(Records excerpted from a collection)
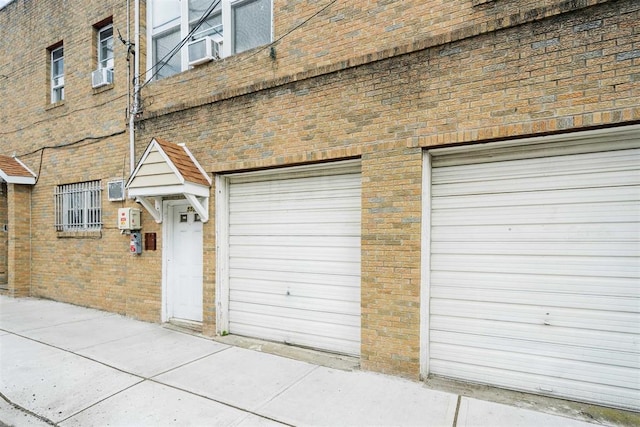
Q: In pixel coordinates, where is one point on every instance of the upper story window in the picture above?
(234, 25)
(57, 74)
(78, 206)
(105, 47)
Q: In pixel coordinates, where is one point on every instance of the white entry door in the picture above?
(184, 264)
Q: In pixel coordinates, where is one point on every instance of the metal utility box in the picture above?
(129, 219)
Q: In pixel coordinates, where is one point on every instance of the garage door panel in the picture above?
(305, 339)
(295, 320)
(275, 277)
(569, 265)
(325, 251)
(624, 249)
(322, 185)
(534, 266)
(544, 384)
(294, 257)
(620, 287)
(541, 214)
(324, 291)
(540, 333)
(623, 194)
(296, 266)
(297, 217)
(557, 167)
(548, 299)
(528, 184)
(294, 299)
(534, 349)
(344, 241)
(604, 374)
(297, 229)
(617, 232)
(597, 320)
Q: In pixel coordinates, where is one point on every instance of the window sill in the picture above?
(54, 105)
(93, 234)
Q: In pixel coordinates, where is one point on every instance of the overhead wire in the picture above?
(165, 59)
(160, 64)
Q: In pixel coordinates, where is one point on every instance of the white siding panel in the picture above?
(294, 258)
(535, 269)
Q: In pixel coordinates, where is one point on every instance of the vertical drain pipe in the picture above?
(136, 87)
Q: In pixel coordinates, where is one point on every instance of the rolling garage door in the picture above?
(535, 268)
(294, 256)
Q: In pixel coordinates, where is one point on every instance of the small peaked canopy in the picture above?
(14, 171)
(168, 169)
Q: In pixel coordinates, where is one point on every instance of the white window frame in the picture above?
(78, 206)
(57, 80)
(227, 31)
(108, 61)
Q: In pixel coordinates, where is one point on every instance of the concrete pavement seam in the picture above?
(248, 411)
(101, 400)
(455, 417)
(26, 411)
(186, 363)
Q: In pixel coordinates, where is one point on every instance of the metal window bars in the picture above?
(78, 206)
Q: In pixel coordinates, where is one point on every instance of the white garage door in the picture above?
(535, 267)
(294, 257)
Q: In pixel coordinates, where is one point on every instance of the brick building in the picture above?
(436, 188)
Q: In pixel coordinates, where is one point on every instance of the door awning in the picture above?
(168, 169)
(13, 171)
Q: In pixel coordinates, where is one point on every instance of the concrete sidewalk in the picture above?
(70, 366)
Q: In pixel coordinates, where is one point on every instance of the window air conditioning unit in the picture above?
(116, 190)
(204, 50)
(101, 77)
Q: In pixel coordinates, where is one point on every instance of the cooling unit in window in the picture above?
(116, 190)
(101, 77)
(204, 50)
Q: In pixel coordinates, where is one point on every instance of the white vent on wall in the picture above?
(101, 77)
(204, 50)
(115, 190)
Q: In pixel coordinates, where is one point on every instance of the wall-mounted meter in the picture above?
(129, 219)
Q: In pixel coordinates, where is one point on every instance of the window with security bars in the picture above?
(78, 206)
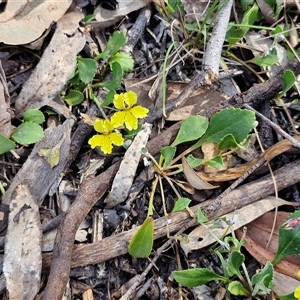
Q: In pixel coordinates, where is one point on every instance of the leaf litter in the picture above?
(39, 173)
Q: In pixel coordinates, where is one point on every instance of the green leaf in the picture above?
(87, 68)
(27, 133)
(228, 142)
(286, 297)
(193, 161)
(236, 288)
(235, 261)
(288, 81)
(88, 18)
(114, 44)
(262, 281)
(195, 277)
(216, 162)
(74, 98)
(289, 238)
(168, 154)
(34, 115)
(191, 129)
(141, 244)
(181, 204)
(201, 218)
(117, 77)
(124, 59)
(6, 144)
(268, 60)
(109, 98)
(234, 121)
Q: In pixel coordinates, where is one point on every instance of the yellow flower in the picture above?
(297, 292)
(128, 114)
(107, 138)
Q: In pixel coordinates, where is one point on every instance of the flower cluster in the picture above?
(127, 115)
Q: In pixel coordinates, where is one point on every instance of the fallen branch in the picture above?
(116, 245)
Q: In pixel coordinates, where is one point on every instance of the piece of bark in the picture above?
(36, 173)
(5, 116)
(55, 67)
(255, 95)
(114, 246)
(91, 189)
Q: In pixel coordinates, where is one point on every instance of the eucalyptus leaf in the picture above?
(6, 144)
(197, 276)
(235, 261)
(181, 204)
(201, 218)
(168, 154)
(87, 68)
(193, 161)
(74, 98)
(117, 77)
(34, 115)
(124, 59)
(141, 244)
(237, 289)
(27, 133)
(114, 44)
(289, 238)
(288, 81)
(191, 129)
(235, 121)
(216, 162)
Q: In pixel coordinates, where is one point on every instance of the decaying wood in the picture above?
(114, 246)
(36, 172)
(88, 195)
(255, 95)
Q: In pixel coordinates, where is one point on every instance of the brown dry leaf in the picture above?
(202, 99)
(126, 173)
(267, 11)
(202, 236)
(106, 17)
(24, 21)
(234, 173)
(23, 255)
(5, 117)
(194, 179)
(257, 236)
(55, 66)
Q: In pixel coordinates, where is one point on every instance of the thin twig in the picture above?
(140, 278)
(293, 141)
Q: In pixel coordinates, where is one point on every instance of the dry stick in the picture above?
(211, 61)
(114, 246)
(293, 141)
(139, 278)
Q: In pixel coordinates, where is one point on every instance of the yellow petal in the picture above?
(139, 111)
(98, 125)
(96, 141)
(130, 98)
(116, 138)
(118, 118)
(131, 121)
(119, 101)
(106, 146)
(297, 292)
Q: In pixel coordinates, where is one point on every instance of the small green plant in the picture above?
(126, 117)
(237, 284)
(227, 128)
(29, 132)
(89, 72)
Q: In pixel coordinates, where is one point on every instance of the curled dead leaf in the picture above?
(24, 21)
(194, 179)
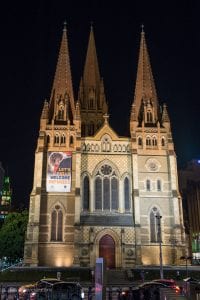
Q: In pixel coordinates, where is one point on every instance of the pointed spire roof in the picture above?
(145, 86)
(62, 85)
(91, 74)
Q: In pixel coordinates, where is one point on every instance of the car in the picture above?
(170, 283)
(151, 289)
(57, 289)
(25, 290)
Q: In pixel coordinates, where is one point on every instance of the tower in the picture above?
(96, 194)
(91, 92)
(50, 231)
(155, 181)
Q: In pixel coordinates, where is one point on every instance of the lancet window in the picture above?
(106, 189)
(56, 224)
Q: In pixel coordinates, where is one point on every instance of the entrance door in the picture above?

• Given request:
Without the pictures, restate all the entries above exactly.

• Solution to this exercise:
Q: In pixel coordinates, where is one point on every instance of the upper story window in the picture above?
(234, 25)
(57, 74)
(78, 206)
(105, 47)
Q: In pixel coordinates, where is one point on every instance of the white entry door in the picture above?
(184, 264)
Q: In pixel coordinates, where is one point on every instance of the metal utility box in the picture above?
(129, 219)
Q: In pixel coordinates, where is one point on every instance of the garage door panel in the picture above?
(305, 339)
(295, 320)
(275, 277)
(569, 265)
(325, 251)
(624, 249)
(322, 185)
(534, 266)
(544, 384)
(294, 257)
(620, 287)
(541, 214)
(324, 291)
(540, 333)
(623, 194)
(296, 266)
(297, 217)
(557, 167)
(548, 299)
(528, 184)
(294, 299)
(534, 349)
(344, 241)
(604, 374)
(297, 229)
(617, 232)
(597, 320)
Q: In pixel coordinates, where is one point on every instance of the window sill in the picture above?
(54, 105)
(93, 234)
Q: In pixel coordinates, where is one point on every instance of the overhead wire in the picture above?
(165, 59)
(160, 64)
Q: In pixel coordinates, where is one point on every instance of the white siding panel in the picture above?
(294, 258)
(535, 269)
Q: In pixel coordinates, where is one point on every instance of the vertical drain pipe in the picture above?
(136, 87)
Q: In pixel coordinates, where is one point on every instance of the rolling garage door in the picture above?
(535, 268)
(294, 256)
Q: In pixel coordinates, where is one point on every instance of the small peaked canopy in the picture above?
(14, 171)
(168, 169)
Q: In pixel coordinates, where is one point on every instance of the white window frame in the picture above?
(78, 206)
(57, 80)
(227, 31)
(108, 61)
Q: In pixel coordinates, where is one point on every instance of the concrete pavement seam in the picture above?
(248, 411)
(101, 400)
(455, 417)
(26, 411)
(186, 363)
Q: In pixel coordinates, where is one point on every instance of the metal window bars in the picture above?
(78, 206)
Q: In pixel coordinates, where is one point on every instance of the white garage door in the picture above?
(535, 267)
(294, 257)
Q: In pixel coordinates, where is one point on every instance of the brick building in the picture above?
(436, 188)
Q: In pixel coordinates, where is one point on every instance of the door awning in the picture above?
(168, 169)
(13, 171)
Q: In pixel coordinates, where is one point on every instance of the concrete sidewalk in the picture above?
(70, 366)
Q: In pixel coordinates, where is one point on every instance of the window air conditioning unit in the picture above?
(116, 190)
(204, 50)
(101, 77)
Q: In pixel coordinates, where is one point on every instance of the cooling unit in window in the picture above?
(116, 190)
(101, 77)
(204, 50)
Q: In pixel coordinates, where is one point on every instance of the white vent on wall in the picture above?
(101, 77)
(204, 50)
(115, 190)
Q: In pixel coordinates, where is one point on every instance of the wall-mounted meter in the picture above?
(129, 219)
Q: In pixel coordinates, where is one point on every instance of the window with security bars in the picture above?
(78, 206)
Q: In pixel coordinates, where is one point on every instance of the leaf litter in the picture above?
(39, 173)
Q: In pixel coordinates, where is one point on every instance of the green leaf in the picture above?
(87, 68)
(27, 133)
(228, 142)
(286, 297)
(193, 161)
(236, 288)
(235, 261)
(288, 81)
(88, 18)
(114, 44)
(262, 281)
(195, 277)
(216, 162)
(74, 98)
(289, 238)
(168, 154)
(34, 115)
(191, 129)
(141, 244)
(181, 204)
(201, 218)
(117, 77)
(124, 59)
(6, 144)
(268, 60)
(109, 98)
(234, 121)
Q: In pixel coordinates, where is one point on every instance of the yellow flower in the picture above?
(297, 292)
(128, 114)
(107, 138)
Q: In pixel coordinates, where is one point on every instance of the flower cluster in the picture above?
(127, 115)
Q: In pixel coordinates, where is one point on every instance of the fallen branch in the picture above?
(116, 245)
Q: In pixel coordinates, where is one point on every instance of the piece of bark in the picture above?
(36, 173)
(5, 116)
(55, 67)
(255, 95)
(114, 246)
(91, 189)
Q: In pixel coordinates, where is one point on every instance of the eucalyptus leaf in the picture above?
(6, 144)
(197, 276)
(235, 261)
(181, 204)
(201, 218)
(168, 154)
(87, 68)
(193, 161)
(74, 98)
(117, 77)
(34, 115)
(124, 59)
(141, 244)
(237, 289)
(27, 133)
(114, 44)
(289, 238)
(288, 81)
(191, 129)
(235, 121)
(216, 162)
Q: In pixel coordinates, where is one point on every instance of the decaying wood in the picture above?
(114, 246)
(36, 172)
(88, 195)
(255, 95)
Q: In pixel coordinates, where is one point on every instance of the brown dry leaf in the picture above?
(202, 99)
(126, 173)
(267, 11)
(202, 236)
(106, 17)
(24, 21)
(234, 173)
(23, 255)
(5, 117)
(194, 179)
(257, 236)
(55, 66)
Q: In pixel coordinates, where is one point on every instance of the thin twig in the picture above?
(140, 278)
(293, 141)
Q: In pixel coordinates, where is one point on every instance of the dry stick in the picture above?
(211, 61)
(114, 246)
(293, 141)
(139, 278)
Q: In pixel coordinates, where is one point on every instance of the yellow petal in the picture above?
(139, 111)
(98, 125)
(96, 141)
(130, 98)
(116, 138)
(118, 118)
(131, 121)
(119, 101)
(106, 146)
(297, 292)
Q: In pixel coordinates, where is one point on every instance of the small green plant in the picture above?
(126, 117)
(237, 284)
(227, 128)
(29, 132)
(89, 72)
Q: In pixel coordinates, where is one point on every instance of the curled dead leaf in the picture above?
(24, 21)
(194, 179)
Q: In pixel coordinates, where is one point on every instance of the pointed spire roof in the picture above?
(145, 86)
(62, 85)
(91, 74)
Q: In pixel coordinates, where is one point on every instance of the car in the picture above?
(170, 283)
(151, 289)
(57, 289)
(25, 290)
Q: In pixel coordinates, where is one point on every instance of the tower in the picture above?
(96, 194)
(91, 92)
(50, 231)
(155, 181)
Q: In pixel coordinates, where is one point on every instance of the lancet window in the picture above?
(106, 189)
(56, 224)
Q: In pixel coordinates, where is one point on every instance of the entrance door in the picture above?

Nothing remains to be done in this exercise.